> **Extrait**
- - -

Philippe La Sagna, en tant que premier président du CPCT Aquitaine, vous en avez impulsé la dynamique il y a de cela 10 ans.
– Que retenez-vous de cette expérience inédite?
Nous avions créé le premier CPCT à Paris en 2003 avec mes amis du Conseil de l’ECF conseillés en cela par Jacques-Alain Miller. Cela a été une expérience exceptionnelle. En 2007 nous avions déjà pris la mesure des limites de cette expérience et de la nécessité de bien définir les modalités du traitement rapide orienté par la psychanalyse.
À Bordeaux, il faut retenir la fonction de l’occasion, du un qui a l’initiative. C’est Catherine Thomas qui dirigeait à l’époque la classe Relais de Cenon qui a eu l’idée de parler de cette expérience des CPCT à Alain David, alors maire de Cenon, et aujourd’hui député. Et là Alain David en 2006 a proposé une rencontre. Au printemps 2007, le CPCT Rive droite ouvrait ses portes dans les locaux que nous prêtait la Mairie. À la rentrée suivante, 400 personnes se pressaient dans le hall en verre d’une concession automobile désaffectée à Cenon pour la première journée du CPCT. C’était étrange, inédit, chaleureux et très neuf.

- - -

> **Entrées fournies**
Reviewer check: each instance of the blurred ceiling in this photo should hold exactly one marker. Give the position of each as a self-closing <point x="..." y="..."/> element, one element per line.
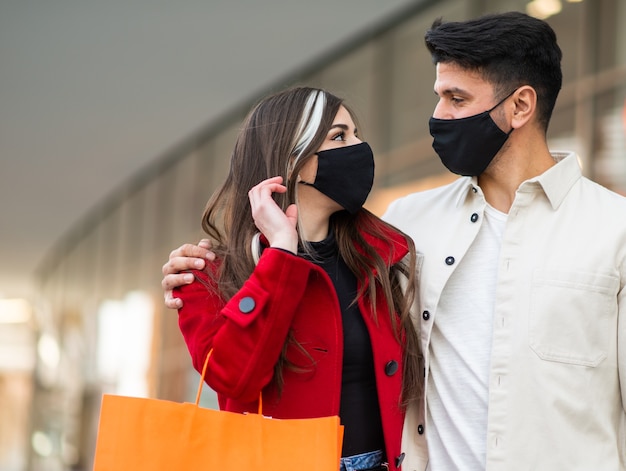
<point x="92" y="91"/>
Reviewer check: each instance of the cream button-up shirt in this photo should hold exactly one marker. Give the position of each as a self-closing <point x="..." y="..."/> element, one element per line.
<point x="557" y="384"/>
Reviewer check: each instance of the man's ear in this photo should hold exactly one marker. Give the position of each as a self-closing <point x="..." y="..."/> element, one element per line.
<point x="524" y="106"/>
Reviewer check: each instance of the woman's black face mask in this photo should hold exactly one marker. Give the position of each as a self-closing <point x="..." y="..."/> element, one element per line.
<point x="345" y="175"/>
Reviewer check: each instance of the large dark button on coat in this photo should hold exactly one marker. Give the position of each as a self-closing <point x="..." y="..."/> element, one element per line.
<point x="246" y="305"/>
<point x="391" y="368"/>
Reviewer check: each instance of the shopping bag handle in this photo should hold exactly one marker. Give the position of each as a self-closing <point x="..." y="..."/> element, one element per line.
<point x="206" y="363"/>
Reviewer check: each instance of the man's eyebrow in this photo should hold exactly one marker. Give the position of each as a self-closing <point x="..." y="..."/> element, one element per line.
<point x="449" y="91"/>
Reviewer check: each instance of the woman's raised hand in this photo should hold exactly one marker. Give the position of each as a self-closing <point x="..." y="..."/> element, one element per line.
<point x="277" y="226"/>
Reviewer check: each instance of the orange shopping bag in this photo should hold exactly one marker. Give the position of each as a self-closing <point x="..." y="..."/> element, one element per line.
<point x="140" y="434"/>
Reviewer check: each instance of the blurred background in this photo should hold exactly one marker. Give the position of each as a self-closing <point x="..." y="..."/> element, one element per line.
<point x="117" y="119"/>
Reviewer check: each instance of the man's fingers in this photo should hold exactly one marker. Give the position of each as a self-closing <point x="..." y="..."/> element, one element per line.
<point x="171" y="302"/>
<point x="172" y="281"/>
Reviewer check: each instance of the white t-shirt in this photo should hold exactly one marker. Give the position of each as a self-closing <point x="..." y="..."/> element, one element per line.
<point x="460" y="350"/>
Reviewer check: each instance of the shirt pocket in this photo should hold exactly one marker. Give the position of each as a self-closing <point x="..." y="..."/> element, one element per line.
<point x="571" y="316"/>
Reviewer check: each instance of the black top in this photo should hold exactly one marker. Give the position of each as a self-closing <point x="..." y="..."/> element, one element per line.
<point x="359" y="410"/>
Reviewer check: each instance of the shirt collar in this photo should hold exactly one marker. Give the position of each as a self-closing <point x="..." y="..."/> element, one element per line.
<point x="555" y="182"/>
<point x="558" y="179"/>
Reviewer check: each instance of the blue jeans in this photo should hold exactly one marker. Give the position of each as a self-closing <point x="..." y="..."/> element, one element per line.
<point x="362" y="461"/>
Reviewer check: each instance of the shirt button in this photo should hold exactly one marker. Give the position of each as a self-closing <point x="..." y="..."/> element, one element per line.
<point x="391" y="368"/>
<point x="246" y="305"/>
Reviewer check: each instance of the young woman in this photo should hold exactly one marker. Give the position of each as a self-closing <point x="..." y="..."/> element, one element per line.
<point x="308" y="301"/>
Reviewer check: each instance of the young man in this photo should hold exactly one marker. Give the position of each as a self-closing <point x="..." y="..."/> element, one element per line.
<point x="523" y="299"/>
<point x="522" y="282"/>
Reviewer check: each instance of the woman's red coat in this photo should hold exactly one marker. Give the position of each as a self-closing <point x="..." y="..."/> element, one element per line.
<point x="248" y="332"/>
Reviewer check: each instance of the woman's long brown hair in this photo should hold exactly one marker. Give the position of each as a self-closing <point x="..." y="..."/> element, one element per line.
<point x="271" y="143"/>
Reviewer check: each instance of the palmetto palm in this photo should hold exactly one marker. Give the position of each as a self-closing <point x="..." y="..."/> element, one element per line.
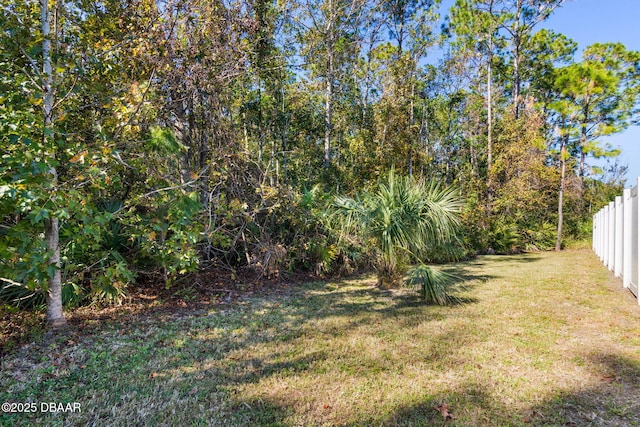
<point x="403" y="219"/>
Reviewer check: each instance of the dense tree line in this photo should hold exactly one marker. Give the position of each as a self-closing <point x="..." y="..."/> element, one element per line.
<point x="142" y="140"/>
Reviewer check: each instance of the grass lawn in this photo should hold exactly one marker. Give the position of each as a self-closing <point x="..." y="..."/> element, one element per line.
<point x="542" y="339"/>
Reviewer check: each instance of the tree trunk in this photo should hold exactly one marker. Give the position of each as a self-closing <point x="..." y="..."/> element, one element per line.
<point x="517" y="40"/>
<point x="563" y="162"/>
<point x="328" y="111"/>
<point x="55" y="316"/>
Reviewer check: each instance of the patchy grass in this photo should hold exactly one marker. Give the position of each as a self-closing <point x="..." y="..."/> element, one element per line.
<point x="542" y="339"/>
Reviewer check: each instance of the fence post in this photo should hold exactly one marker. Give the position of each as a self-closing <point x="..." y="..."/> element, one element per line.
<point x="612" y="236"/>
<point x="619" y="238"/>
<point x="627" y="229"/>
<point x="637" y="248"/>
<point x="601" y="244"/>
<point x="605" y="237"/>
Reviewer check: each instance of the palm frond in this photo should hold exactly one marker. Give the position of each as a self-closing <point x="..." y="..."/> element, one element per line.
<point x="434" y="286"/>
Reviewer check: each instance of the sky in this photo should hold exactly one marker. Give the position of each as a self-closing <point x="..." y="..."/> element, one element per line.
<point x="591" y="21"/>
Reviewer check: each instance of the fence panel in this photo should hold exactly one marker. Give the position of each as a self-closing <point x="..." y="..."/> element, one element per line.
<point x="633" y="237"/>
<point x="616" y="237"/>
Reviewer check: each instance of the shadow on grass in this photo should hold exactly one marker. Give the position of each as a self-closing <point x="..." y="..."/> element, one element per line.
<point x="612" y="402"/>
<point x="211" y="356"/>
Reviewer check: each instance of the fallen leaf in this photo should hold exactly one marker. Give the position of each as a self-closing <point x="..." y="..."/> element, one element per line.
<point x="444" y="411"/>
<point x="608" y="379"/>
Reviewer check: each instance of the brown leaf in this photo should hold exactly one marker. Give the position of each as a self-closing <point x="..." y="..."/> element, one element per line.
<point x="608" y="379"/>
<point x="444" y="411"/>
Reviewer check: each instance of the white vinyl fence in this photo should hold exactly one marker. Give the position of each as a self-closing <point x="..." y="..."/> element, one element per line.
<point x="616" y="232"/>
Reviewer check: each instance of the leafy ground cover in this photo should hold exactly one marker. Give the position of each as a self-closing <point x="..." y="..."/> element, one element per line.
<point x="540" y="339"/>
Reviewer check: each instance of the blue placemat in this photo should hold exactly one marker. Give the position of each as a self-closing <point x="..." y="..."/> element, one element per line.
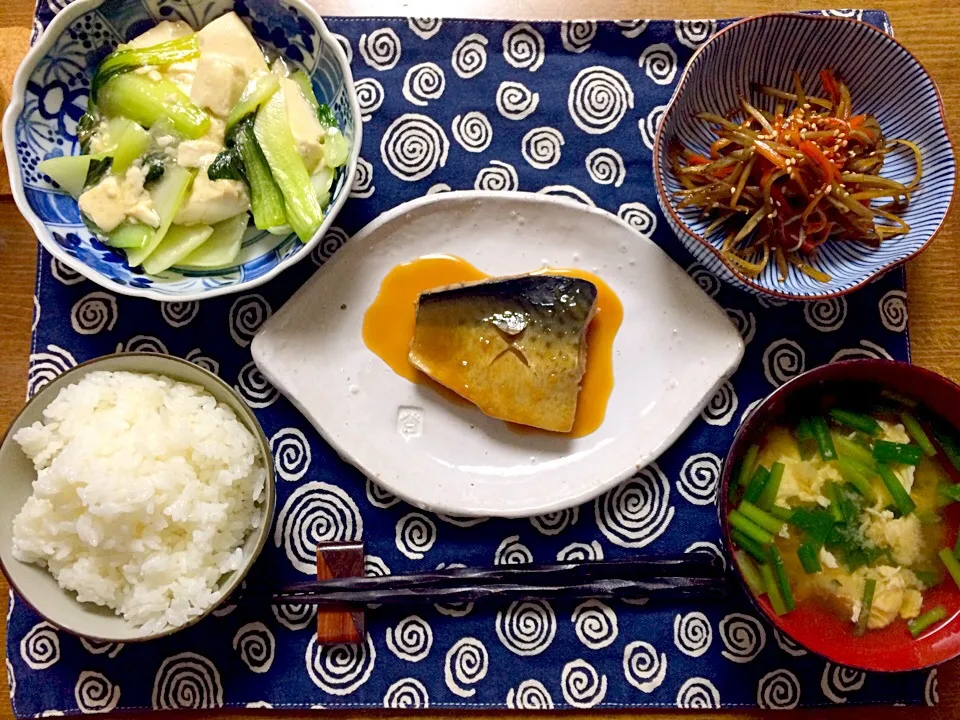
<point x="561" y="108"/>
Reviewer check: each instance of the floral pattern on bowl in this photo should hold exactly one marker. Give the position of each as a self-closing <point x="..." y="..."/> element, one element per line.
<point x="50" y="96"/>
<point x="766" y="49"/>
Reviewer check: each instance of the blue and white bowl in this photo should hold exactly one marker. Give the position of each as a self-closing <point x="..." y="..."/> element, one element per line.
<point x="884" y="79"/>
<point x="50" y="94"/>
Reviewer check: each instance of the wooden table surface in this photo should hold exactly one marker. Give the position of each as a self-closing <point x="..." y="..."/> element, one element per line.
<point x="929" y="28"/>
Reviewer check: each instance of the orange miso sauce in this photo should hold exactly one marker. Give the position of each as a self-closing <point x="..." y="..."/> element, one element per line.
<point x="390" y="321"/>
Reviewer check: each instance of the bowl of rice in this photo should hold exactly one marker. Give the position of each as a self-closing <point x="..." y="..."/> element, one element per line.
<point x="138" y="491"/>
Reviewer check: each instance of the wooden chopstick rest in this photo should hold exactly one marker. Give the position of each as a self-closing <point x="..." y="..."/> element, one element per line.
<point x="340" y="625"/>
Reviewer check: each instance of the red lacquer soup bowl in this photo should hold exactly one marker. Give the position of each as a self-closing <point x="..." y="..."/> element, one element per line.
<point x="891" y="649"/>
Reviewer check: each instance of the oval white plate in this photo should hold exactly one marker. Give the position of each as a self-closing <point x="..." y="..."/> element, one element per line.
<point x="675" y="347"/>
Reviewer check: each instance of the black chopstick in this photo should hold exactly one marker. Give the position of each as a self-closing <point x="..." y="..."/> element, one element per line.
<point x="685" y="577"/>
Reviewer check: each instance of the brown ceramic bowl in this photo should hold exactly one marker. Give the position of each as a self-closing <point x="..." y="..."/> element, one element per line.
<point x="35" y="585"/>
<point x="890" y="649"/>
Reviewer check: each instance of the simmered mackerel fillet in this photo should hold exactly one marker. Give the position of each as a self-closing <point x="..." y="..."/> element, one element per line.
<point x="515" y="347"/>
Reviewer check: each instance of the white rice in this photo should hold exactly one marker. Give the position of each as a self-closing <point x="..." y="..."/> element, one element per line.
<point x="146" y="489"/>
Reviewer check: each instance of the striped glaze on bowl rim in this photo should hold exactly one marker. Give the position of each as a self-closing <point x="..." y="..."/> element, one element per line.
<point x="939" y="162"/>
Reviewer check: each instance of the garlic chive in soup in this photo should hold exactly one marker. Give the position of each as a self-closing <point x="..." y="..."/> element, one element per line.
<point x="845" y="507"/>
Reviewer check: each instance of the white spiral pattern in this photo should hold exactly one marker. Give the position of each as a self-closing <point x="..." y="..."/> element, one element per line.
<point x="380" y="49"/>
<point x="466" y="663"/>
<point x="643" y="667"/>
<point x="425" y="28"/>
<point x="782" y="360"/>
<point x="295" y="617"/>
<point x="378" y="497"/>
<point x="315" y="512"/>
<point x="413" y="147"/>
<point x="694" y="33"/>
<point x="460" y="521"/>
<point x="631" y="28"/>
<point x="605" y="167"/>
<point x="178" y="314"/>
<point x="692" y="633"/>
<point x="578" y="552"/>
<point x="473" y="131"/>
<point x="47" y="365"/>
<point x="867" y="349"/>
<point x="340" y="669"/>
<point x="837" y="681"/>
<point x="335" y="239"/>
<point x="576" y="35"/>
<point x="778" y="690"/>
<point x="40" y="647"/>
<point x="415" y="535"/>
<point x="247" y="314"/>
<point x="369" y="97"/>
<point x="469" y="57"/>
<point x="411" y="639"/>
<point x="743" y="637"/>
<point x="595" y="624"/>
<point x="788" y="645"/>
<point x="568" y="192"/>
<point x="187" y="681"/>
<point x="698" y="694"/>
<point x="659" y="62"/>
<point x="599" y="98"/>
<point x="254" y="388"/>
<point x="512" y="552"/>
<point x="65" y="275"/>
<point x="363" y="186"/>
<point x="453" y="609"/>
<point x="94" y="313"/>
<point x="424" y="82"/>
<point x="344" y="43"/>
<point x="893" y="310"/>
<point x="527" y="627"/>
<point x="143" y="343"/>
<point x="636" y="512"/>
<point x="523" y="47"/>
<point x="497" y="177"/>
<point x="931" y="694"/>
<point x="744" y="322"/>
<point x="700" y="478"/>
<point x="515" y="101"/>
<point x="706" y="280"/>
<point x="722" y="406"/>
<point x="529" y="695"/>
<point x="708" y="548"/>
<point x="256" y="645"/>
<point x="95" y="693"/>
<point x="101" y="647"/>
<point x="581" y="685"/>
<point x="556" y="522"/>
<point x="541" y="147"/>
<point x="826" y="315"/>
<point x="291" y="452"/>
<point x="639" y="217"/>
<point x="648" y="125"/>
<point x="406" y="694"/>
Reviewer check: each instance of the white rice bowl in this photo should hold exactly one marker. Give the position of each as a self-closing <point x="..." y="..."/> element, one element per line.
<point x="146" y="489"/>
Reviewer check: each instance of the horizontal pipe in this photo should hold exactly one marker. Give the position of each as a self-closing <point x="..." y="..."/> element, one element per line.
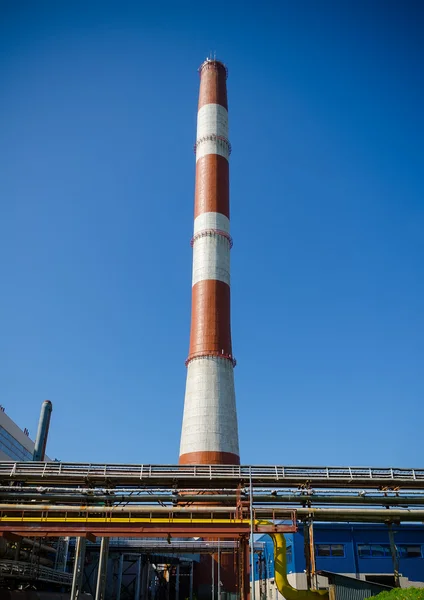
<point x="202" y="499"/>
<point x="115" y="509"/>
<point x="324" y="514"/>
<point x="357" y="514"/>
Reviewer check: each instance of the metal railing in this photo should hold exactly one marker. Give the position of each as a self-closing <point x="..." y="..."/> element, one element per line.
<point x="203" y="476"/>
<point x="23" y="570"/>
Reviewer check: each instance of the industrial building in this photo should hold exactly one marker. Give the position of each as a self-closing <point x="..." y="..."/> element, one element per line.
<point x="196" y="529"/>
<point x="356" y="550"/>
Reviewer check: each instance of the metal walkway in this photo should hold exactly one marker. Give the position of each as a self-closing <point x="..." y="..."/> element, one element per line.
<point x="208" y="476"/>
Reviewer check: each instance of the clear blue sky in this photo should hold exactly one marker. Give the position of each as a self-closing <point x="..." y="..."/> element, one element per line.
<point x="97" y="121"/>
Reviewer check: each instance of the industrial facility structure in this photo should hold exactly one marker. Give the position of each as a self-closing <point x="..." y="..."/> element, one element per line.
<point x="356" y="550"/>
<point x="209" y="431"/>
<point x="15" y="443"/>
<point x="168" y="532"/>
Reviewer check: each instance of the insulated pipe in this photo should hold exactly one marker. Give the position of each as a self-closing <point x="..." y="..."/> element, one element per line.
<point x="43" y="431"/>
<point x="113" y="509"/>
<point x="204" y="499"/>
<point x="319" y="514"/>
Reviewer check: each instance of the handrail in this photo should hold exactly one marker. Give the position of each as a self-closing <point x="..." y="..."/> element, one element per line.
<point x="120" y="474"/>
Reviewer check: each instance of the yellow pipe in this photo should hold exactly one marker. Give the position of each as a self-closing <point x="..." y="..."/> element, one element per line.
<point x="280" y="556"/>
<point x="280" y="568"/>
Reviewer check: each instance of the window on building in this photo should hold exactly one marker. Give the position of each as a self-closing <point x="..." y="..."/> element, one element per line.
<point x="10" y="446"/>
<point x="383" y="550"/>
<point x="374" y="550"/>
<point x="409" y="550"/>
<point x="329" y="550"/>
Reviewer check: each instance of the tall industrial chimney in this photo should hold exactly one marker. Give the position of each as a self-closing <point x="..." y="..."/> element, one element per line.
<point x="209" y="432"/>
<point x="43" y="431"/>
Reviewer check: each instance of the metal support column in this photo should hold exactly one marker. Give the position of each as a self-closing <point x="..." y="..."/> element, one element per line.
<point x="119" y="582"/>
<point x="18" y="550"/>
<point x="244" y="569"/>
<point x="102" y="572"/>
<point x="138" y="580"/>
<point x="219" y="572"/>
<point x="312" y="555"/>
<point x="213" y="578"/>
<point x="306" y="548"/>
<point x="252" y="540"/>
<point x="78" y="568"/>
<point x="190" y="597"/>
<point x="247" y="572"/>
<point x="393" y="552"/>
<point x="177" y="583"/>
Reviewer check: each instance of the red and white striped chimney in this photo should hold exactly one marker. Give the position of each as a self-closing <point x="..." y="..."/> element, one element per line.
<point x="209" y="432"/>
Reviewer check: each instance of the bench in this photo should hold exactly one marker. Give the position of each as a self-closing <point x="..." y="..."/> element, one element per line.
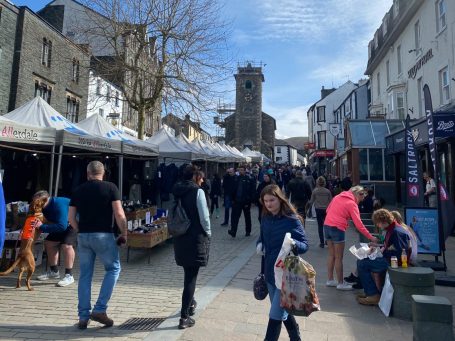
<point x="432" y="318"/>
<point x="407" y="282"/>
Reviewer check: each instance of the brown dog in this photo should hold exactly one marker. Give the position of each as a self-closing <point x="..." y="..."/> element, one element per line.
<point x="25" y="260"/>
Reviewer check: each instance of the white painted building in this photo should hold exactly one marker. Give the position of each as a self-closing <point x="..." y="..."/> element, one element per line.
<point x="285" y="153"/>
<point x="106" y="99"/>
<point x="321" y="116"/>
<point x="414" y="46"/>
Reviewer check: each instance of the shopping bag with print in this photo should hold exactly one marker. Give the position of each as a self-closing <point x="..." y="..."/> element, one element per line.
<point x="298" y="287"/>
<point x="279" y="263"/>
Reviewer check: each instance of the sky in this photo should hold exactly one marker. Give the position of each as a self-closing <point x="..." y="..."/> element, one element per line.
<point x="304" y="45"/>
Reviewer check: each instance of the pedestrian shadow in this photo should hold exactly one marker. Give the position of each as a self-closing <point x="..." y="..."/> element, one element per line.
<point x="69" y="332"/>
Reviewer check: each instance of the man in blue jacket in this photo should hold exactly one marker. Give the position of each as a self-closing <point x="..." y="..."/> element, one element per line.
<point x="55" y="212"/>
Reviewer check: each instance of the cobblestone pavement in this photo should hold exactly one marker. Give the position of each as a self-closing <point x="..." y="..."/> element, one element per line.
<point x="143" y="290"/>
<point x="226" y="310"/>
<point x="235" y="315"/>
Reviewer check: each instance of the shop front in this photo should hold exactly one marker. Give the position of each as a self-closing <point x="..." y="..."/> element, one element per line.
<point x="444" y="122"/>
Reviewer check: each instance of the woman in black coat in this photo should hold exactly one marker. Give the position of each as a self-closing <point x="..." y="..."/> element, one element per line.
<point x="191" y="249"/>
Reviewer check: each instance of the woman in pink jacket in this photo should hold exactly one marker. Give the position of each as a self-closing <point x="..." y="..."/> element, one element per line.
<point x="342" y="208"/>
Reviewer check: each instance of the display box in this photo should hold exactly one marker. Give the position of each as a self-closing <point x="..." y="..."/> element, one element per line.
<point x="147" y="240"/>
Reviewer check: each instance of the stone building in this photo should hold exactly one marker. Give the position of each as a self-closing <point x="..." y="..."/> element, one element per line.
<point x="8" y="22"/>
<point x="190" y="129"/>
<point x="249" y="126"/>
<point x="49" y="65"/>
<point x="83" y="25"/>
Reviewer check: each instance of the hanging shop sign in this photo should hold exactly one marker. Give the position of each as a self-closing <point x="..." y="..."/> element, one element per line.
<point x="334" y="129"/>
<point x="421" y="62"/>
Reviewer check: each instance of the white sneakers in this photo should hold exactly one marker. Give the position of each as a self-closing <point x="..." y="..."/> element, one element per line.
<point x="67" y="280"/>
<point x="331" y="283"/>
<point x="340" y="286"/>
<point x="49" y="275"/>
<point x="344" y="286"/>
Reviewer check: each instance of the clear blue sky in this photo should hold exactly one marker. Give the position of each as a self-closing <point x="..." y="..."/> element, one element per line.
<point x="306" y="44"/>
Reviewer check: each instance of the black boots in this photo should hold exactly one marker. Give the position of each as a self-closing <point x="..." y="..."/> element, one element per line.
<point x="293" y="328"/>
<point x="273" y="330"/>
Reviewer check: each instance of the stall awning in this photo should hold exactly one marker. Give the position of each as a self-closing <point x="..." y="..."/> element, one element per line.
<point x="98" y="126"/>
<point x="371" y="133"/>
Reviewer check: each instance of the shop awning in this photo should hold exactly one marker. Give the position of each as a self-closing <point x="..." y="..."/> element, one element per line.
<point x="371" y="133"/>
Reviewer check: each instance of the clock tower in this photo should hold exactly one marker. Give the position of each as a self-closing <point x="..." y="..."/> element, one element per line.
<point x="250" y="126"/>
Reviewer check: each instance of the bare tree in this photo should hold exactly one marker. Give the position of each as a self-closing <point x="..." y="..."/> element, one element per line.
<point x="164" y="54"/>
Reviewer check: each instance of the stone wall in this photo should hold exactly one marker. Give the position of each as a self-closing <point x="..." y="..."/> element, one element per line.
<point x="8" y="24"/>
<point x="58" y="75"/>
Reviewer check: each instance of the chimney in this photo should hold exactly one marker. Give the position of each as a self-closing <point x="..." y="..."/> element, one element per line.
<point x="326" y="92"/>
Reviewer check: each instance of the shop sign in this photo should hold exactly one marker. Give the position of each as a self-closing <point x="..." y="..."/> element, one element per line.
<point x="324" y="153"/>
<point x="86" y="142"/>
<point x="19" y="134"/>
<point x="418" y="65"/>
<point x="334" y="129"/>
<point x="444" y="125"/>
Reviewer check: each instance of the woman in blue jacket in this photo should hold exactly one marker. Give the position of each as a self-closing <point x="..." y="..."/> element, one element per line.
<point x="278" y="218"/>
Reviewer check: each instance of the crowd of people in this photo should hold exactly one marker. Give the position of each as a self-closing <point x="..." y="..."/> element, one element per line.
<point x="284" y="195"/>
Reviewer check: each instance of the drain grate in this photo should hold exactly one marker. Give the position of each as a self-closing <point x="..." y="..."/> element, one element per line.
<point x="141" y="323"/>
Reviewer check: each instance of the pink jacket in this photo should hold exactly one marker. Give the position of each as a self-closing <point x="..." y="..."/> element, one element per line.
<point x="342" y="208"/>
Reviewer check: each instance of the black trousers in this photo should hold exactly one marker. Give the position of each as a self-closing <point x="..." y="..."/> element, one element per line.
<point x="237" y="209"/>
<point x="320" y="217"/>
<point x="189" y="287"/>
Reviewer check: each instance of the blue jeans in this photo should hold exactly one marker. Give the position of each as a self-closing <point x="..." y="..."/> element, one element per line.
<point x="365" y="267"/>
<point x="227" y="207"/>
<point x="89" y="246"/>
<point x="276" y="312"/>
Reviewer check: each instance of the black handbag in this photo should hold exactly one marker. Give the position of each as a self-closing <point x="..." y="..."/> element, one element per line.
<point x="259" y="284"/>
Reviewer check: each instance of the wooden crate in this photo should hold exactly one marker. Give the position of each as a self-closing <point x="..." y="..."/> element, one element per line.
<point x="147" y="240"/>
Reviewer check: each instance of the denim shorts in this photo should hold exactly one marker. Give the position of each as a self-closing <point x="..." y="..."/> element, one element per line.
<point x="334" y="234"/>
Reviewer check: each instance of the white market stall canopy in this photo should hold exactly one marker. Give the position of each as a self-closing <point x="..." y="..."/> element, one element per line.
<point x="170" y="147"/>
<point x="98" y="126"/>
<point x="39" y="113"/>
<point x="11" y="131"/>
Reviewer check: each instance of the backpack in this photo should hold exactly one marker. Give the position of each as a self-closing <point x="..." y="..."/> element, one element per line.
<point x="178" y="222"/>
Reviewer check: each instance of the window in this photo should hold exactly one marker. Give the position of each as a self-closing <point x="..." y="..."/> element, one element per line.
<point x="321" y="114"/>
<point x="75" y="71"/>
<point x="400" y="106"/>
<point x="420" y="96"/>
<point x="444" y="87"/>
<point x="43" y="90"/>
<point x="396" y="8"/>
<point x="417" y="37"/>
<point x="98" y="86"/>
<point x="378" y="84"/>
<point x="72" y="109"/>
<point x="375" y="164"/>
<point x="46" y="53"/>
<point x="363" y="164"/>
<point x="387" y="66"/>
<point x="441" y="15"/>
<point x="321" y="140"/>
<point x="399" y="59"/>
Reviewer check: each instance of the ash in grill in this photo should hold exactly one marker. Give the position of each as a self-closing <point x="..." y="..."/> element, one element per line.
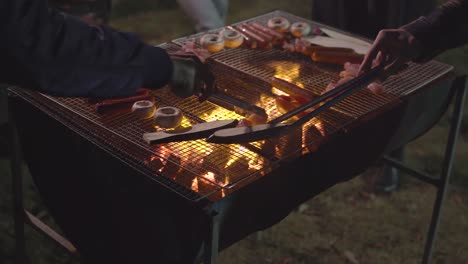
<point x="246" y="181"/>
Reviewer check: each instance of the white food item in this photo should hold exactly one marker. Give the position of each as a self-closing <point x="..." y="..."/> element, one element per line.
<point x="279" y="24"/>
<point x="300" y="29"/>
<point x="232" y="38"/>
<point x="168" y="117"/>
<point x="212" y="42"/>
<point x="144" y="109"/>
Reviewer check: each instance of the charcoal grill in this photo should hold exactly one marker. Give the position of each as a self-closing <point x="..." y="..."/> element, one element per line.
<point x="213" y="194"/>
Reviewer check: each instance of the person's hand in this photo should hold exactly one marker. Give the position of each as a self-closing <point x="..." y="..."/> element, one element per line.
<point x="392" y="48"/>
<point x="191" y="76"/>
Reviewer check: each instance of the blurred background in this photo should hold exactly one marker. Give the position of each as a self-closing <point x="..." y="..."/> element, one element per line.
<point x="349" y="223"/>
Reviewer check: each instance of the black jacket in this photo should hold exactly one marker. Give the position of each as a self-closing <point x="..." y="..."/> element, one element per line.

- - -

> **Consigne de travail 1**
Réécrivez sous forme de liste le paragraphe de l'extrait qui commence par « À Bordeaux, il faut retenir », en conservant ses faits principaux.
> **Consigne de travail 2**
Dressez la liste de toutes les personnes désignées par leur nom dans l'extrait.
Seul l'extrait doit servir de source pour répondre.

> **Corrigé proposé 1**
- Catherine Thomas, qui dirigeait alors la classe Relais de Cenon, parle de l'expérience des CPCT à Alain David, alors maire de Cenon et aujourd'hui député.
- En 2006, Alain David propose une rencontre.
- Au printemps 2007, le CPCT Rive droite ouvre dans des locaux prêtés par la Mairie.
- À la rentrée suivante, 400 personnes assistent à la première journée du CPCT, dans le hall en verre d'une concession automobile désaffectée à Cenon.

> **Corrigé proposé 2**
- Philippe La Sagna
- Jacques-Alain Miller
- Catherine Thomas
- Alain David